§ **Exercise task**: Copy out every record below exactly as written, but leave out any pictures.

-------------------------

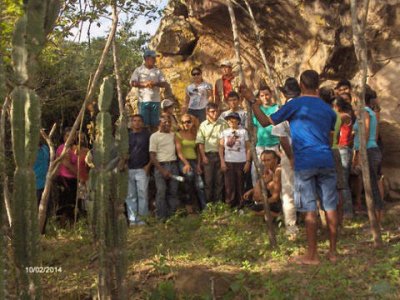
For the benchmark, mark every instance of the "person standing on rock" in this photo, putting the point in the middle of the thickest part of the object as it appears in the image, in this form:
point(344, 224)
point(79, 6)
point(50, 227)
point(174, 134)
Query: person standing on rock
point(148, 79)
point(208, 140)
point(265, 139)
point(163, 157)
point(311, 123)
point(226, 84)
point(198, 94)
point(233, 101)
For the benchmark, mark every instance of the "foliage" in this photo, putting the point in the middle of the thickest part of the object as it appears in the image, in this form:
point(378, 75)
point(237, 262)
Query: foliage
point(10, 10)
point(242, 266)
point(66, 68)
point(94, 11)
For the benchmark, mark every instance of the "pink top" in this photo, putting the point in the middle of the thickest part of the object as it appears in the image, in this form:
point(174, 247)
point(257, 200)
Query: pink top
point(63, 170)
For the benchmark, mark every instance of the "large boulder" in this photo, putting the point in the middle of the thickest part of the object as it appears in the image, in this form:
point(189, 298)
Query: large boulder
point(297, 35)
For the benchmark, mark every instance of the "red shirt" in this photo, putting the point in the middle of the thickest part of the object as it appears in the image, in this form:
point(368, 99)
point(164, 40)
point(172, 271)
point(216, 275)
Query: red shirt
point(226, 83)
point(345, 135)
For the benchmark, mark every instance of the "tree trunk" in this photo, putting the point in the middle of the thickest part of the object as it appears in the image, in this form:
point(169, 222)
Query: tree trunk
point(3, 176)
point(121, 177)
point(250, 127)
point(360, 47)
point(260, 47)
point(52, 172)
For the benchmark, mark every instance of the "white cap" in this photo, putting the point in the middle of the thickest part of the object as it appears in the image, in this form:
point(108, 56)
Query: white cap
point(166, 103)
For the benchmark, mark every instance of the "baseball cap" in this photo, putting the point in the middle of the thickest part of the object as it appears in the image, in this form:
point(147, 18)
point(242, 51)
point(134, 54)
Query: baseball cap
point(150, 53)
point(226, 63)
point(167, 103)
point(291, 88)
point(343, 82)
point(233, 115)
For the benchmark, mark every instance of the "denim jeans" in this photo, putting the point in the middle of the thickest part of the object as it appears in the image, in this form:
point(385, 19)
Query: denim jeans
point(374, 161)
point(192, 185)
point(136, 200)
point(346, 155)
point(167, 191)
point(213, 178)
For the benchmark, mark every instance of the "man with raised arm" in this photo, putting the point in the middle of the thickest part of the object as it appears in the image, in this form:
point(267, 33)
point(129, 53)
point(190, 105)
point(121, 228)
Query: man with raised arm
point(311, 122)
point(148, 79)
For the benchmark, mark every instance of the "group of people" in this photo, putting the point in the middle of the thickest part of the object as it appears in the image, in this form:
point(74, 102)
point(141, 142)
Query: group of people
point(308, 149)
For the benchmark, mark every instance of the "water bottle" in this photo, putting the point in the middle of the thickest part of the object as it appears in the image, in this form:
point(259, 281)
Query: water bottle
point(178, 178)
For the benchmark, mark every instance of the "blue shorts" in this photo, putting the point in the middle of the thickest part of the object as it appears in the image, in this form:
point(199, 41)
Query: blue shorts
point(312, 184)
point(150, 112)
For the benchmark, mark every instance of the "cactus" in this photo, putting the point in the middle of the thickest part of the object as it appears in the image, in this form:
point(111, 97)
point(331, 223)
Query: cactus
point(28, 40)
point(119, 216)
point(110, 188)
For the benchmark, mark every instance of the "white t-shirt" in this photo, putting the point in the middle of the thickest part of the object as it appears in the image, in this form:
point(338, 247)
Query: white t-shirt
point(242, 114)
point(235, 144)
point(142, 74)
point(163, 144)
point(198, 95)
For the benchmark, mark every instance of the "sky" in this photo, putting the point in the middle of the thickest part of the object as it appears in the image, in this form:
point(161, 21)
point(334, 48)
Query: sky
point(101, 31)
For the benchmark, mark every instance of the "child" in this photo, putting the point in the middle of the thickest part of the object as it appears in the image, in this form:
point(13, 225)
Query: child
point(234, 152)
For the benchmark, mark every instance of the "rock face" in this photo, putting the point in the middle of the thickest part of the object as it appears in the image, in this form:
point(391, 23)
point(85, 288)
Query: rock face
point(297, 35)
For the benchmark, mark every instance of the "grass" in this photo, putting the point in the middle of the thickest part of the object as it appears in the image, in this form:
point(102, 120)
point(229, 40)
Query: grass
point(226, 254)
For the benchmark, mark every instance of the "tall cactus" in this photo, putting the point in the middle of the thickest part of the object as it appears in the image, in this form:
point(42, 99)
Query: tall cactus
point(110, 188)
point(3, 245)
point(28, 40)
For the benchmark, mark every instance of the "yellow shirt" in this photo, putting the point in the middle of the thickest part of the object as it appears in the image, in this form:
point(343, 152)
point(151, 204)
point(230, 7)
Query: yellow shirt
point(188, 147)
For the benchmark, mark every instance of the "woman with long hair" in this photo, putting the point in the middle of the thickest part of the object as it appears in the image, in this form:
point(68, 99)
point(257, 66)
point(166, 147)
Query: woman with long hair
point(189, 161)
point(345, 144)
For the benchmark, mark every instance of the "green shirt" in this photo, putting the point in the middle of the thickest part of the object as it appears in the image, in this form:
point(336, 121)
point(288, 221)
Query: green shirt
point(338, 124)
point(188, 147)
point(209, 133)
point(264, 135)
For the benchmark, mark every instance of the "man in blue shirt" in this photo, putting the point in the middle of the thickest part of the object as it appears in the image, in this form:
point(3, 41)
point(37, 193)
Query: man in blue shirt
point(311, 122)
point(139, 168)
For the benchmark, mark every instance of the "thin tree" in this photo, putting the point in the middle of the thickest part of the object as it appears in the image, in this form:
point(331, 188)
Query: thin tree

-------------------------

§ **Answer to this task**:
For the benchmark, mark every instance of the "person standing on rock" in this photo, putting the point in the middle of the thickest part of the object as it appears in the image, in this form:
point(344, 224)
point(79, 6)
point(50, 227)
point(174, 134)
Query: person standing on rock
point(148, 79)
point(208, 140)
point(265, 139)
point(163, 157)
point(311, 123)
point(226, 84)
point(198, 94)
point(233, 101)
For the benchmark, mark every instance of the "foliage" in this photo, putting the point in the middle of the thickest part of the object as it appears in the image, in this form:
point(378, 75)
point(237, 262)
Query: foliage
point(10, 10)
point(242, 266)
point(66, 68)
point(94, 11)
For the benchmark, mark every instance of the "pink top" in this photo, putting the point in the middle of the thickest part of the object as it appears in the image, in this form:
point(174, 247)
point(257, 200)
Query: pink top
point(63, 170)
For the benchmark, mark every instance of the "large boulder" in this photo, putting the point in the middle of the thickest part of the object as it appears in the image, in this form:
point(189, 298)
Query: large boulder
point(297, 35)
For the benchmark, mark every instance of the "red shirt" in this photo, putting the point in the middle of the thickest part of the object as it appears in the image, in this form:
point(368, 99)
point(164, 40)
point(172, 271)
point(216, 275)
Query: red shirt
point(226, 83)
point(345, 135)
For the benchmark, mark every instance of the "tree trunk" in this photo, putting the point in the middle of the thickest part of the object as it appears in the image, in this form:
point(169, 222)
Query: tree trunk
point(3, 176)
point(121, 177)
point(250, 127)
point(360, 47)
point(260, 47)
point(52, 172)
For the benchmark, mark every instance of the "white cap" in this photo, putting the point in the middle of the thickest part of the object as it appears in the image, in this form:
point(108, 56)
Query: white cap
point(166, 103)
For the benchmark, mark every instance of the "baseball cap" in this photo, putting the point in the middle of the thickest part of the object as it appears in the image, in this form:
point(147, 18)
point(242, 51)
point(134, 54)
Query: baseball cap
point(150, 53)
point(226, 63)
point(167, 103)
point(291, 88)
point(343, 82)
point(233, 115)
For the benchmark, mark every instance of the "denim jeans" in this photo, putting the point in the middle of the thickest part of the object as it appears in the image, in this form:
point(385, 19)
Query: denim jeans
point(374, 161)
point(192, 185)
point(136, 200)
point(346, 155)
point(167, 191)
point(213, 178)
For the benchmark, mark every instance of the "man with raised arm" in this photo, putting the point in the middle of the thickest part of the object as it appears in the image, in this form:
point(267, 33)
point(129, 53)
point(190, 105)
point(121, 228)
Query: man with raised arm
point(311, 122)
point(148, 79)
For the benchmark, mark every instance of the "group of people" in this photo, putting the point in the middle of the thickest part of the object as it appears in the image, in this form:
point(74, 102)
point(141, 142)
Query: group of people
point(308, 149)
For the benchmark, mark every instance of the "water bottle" in this photo, putting the point in the middle of the thickest part of the object as it appears in the image, in this form:
point(259, 281)
Query: water bottle
point(178, 178)
For the benchmark, mark every instance of the "blue shorts" in this photo, putting the point in the middle of the thickest part of the object as it appears in the image, in this form:
point(199, 41)
Query: blue shorts
point(312, 184)
point(150, 112)
For the benchmark, mark every instance of the "cactus" in this photo, putting the point in the middle of the thickest part of the object as it appears in the image, in this form:
point(111, 97)
point(331, 223)
Query: cactus
point(28, 40)
point(119, 216)
point(110, 188)
For the benchmark, mark every instance of the "white t-shirt" in this photo, putting the point in the middle of the thickest part of the object as it appears in the image, in this form:
point(338, 247)
Query: white t-shirt
point(242, 114)
point(235, 144)
point(142, 74)
point(163, 144)
point(198, 95)
For the benchmark, mark every instance of the "sky" in this photo, putting the point in the middle of the thickest part of the object as it appears in the image, in this form:
point(161, 21)
point(334, 48)
Query: sky
point(101, 31)
For the benchmark, mark every instance of the "child" in this photo, putting the point in the middle of the thickest part of the object as it appears in the image, in this form:
point(13, 225)
Query: child
point(234, 152)
For the benchmark, mark every instance of the "rock face" in this photo, putting the point in the middle of the thickest part of the object as it appears in the image, in this form:
point(391, 23)
point(85, 288)
Query: rock face
point(297, 35)
For the benchmark, mark every instance of the "grass" in this photo, putting the point in the middle of the thickest part of the object as it appears in the image, in this form:
point(102, 120)
point(229, 40)
Query: grass
point(226, 254)
For the benchmark, mark every instance of the "tall cactus" in this photo, putting the point in the middle of the thickest part of the object as it appears in the image, in this form:
point(42, 99)
Query: tall cactus
point(110, 188)
point(3, 245)
point(28, 40)
For the benchmark, mark every instance of the "yellow shirt" in this photo, putting the point in the middle of the thickest part of the object as it appears in the image, in this form:
point(343, 152)
point(151, 204)
point(230, 7)
Query: yellow shirt
point(188, 147)
For the benchmark, mark every instance of the "woman with long hair" in this photo, putting the point in the middle of the thickest part of the object as it appears in the image, in this form:
point(68, 99)
point(257, 66)
point(166, 147)
Query: woman with long hair
point(189, 161)
point(345, 144)
For the benchmark, mark every instance of the "green shirt" in this photo, putting the point in the middle of the thickest part of the object as it appears in the image, in this form:
point(336, 121)
point(288, 221)
Query: green shirt
point(338, 124)
point(188, 147)
point(209, 133)
point(264, 135)
For the benchmark, mark every instance of the "man in blue shirt" in this photo, putting the point in the middle of the thickest part of the object as it appears in the image, in this form:
point(3, 41)
point(37, 193)
Query: man in blue shirt
point(311, 122)
point(139, 168)
For the benchmark, mark every instance of the "thin tree" in this photo, putting the point in the middle of the thickest part of the object as it appears in the image, in this form:
point(331, 188)
Query: thin tree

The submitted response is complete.